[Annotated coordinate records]
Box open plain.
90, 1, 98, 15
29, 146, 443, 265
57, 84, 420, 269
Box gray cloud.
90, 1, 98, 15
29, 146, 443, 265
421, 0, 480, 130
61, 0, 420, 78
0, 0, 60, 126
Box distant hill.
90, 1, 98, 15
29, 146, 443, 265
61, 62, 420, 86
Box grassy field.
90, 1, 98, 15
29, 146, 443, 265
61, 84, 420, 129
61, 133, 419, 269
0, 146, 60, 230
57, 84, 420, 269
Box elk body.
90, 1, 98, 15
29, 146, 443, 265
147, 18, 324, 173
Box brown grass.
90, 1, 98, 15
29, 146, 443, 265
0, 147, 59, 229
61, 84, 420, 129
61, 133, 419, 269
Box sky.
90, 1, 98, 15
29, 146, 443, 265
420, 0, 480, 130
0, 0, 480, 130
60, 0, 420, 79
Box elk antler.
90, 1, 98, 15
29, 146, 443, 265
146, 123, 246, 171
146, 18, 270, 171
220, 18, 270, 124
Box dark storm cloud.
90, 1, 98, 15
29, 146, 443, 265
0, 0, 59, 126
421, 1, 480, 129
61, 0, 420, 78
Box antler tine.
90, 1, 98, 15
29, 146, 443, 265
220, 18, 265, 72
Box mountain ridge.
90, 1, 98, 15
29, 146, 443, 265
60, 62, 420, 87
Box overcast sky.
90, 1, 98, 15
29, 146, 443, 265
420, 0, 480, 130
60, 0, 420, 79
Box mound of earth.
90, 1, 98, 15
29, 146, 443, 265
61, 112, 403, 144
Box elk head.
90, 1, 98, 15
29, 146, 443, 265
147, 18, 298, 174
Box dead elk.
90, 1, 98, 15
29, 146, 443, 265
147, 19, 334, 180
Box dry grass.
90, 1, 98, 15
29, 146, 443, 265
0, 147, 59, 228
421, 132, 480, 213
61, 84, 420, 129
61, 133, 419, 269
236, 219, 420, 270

...

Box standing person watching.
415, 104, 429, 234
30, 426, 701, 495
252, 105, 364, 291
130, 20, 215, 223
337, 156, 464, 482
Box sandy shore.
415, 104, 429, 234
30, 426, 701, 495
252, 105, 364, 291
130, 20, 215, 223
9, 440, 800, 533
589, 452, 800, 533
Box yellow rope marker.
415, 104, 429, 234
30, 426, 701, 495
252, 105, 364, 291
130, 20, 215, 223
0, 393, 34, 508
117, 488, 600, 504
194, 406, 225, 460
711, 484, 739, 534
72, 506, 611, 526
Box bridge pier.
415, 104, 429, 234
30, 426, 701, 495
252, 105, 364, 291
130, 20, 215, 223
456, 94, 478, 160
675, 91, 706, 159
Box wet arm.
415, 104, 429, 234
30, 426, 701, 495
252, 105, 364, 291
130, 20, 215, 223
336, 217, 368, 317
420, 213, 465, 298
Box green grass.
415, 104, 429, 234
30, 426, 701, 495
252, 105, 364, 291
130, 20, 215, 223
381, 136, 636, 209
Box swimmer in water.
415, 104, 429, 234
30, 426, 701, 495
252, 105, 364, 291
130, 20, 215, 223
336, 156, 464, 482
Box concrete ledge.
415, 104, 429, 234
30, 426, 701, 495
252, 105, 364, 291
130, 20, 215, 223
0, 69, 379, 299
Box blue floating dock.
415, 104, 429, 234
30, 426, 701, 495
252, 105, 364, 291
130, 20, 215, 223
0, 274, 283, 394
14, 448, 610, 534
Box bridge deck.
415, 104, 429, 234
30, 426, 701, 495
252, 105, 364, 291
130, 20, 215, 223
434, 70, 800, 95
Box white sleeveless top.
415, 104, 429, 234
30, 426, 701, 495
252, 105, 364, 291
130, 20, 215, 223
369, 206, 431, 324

▶ [What you have to do]:
Copy the records from the line containing "Box yellow rope marker." through the line containing "369, 206, 431, 324", inclusive, keeping the requests unchanged. Multiply every answer coordinate by 2.4 and round each result to a whole number, with halves rounding up.

▶ [Answer to this problem]:
Box yellow rope marker.
415, 104, 429, 234
30, 426, 701, 495
252, 105, 364, 291
130, 20, 215, 223
0, 943, 82, 1219
281, 1171, 1440, 1210
466, 974, 540, 1104
1706, 1162, 1774, 1282
173, 1214, 1466, 1262
Box bridge pier.
415, 104, 429, 234
30, 426, 701, 495
252, 105, 364, 291
130, 20, 215, 223
1094, 226, 1147, 384
1620, 218, 1694, 382
Box wet arm.
415, 104, 429, 234
30, 426, 701, 495
252, 105, 364, 291
130, 20, 215, 223
806, 521, 883, 761
1008, 511, 1116, 715
Box green grass.
415, 104, 429, 234
30, 426, 701, 495
252, 105, 364, 291
130, 20, 215, 223
914, 326, 1526, 502
Box swimmer in water.
415, 104, 429, 234
30, 426, 701, 495
252, 105, 364, 291
130, 20, 215, 223
806, 374, 1114, 1157
Box concrete ledge.
415, 104, 429, 234
30, 426, 701, 495
252, 105, 364, 291
130, 20, 215, 223
0, 166, 910, 718
Box blue floating dock.
415, 104, 429, 234
30, 426, 701, 495
252, 105, 364, 291
130, 20, 215, 223
0, 658, 679, 946
34, 1075, 1464, 1282
Box bridge deck.
415, 104, 429, 234
30, 426, 701, 495
252, 105, 364, 291
130, 20, 215, 223
1042, 168, 1920, 228
Box white sleeveless top.
415, 104, 429, 234
30, 426, 701, 495
252, 105, 364, 291
130, 20, 215, 223
886, 494, 1034, 778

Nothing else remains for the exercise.